[[ Passage provided open ]]
The case that posed the greatest challenge to him, however, was political refugee General Pierre Théoma Boisrond-Canal. The general was among the band of young leaders who in 1869 successfully ousted the former President Sylvain Salnave from power. By the time of the subsequent regime of Michel Domingue in the mid-1870s, Canal had retired to his home outside the capital. The new Haitian President, however, suspicious of rivals, hunted down perceived threats, including Canal.

Canal and two young relatives arrived at Bassett's home, seeking protection and refuge. The diplomat agreed to protect them under his diplomatic immunity.

As a refugee, Canal had been essentially held captive by the government threat for more than five months. After Canal's departure, Bassett telegrammed the Department of State informing them that the crisis had finally passed: "Refugees amicably embarked and soldiers withdrawn from around my premises yesterday."

Though he undoubtedly paid a price by having irritated the powers that ran the State Department, he nonetheless stood up to both the Secretary of State and the brutal Domingue dictatorship. By demanding humane treatment for an honorable Haitian citizen, Ebenezer Bassett served not only the best interests of the United States, but also of the people of Haiti.

Upon the end of the Grant Administration in 1877, Bassett submitted his resignation as was customary with a change of hands in government. In spite of any lingering resentment that may have existed in Washington because of his defiant stance, it was impossible for the Department not to recognize Bassett's work.
[[ Passage provided closed ]]
[[ Records open ]]
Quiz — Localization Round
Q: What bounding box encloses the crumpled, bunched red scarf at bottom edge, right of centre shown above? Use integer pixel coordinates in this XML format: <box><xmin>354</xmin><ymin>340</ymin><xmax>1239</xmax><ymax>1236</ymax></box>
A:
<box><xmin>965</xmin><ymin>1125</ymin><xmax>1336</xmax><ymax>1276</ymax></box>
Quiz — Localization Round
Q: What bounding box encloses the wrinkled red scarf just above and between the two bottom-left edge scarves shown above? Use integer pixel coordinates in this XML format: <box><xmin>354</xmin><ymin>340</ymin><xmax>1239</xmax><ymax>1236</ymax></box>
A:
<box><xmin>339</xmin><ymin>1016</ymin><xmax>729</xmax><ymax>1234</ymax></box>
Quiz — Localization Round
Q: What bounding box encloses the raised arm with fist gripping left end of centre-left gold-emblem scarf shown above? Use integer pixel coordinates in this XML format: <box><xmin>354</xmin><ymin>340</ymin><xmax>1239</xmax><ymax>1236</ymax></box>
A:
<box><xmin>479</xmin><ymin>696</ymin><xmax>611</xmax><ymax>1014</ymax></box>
[[ Records closed ]]
• [Requirement 1] List every person in the passage about Bassett and Canal who is named with both a first name and a surname.
• [Requirement 2] For each statement, answer yes or no according to the passage about Bassett and Canal, and quote the words that decide it. (a) Canal came to Bassett's home alone. (b) Canal was essentially held captive for more than five months. (c) Bassett resigned at the end of the Grant Administration in 1877.

• [Output 1]
Pierre Théoma Boisrond-Canal
Sylvain Salnave
Michel Domingue
Ebenezer Bassett

• [Output 2]
(a) No: "Canal and two young relatives arrived at Bassett's home"
(b) Yes: "Canal had been essentially held captive by the government threat for more than five months"
(c) Yes: "Upon the end of the Grant Administration in 1877, Bassett submitted his resignation"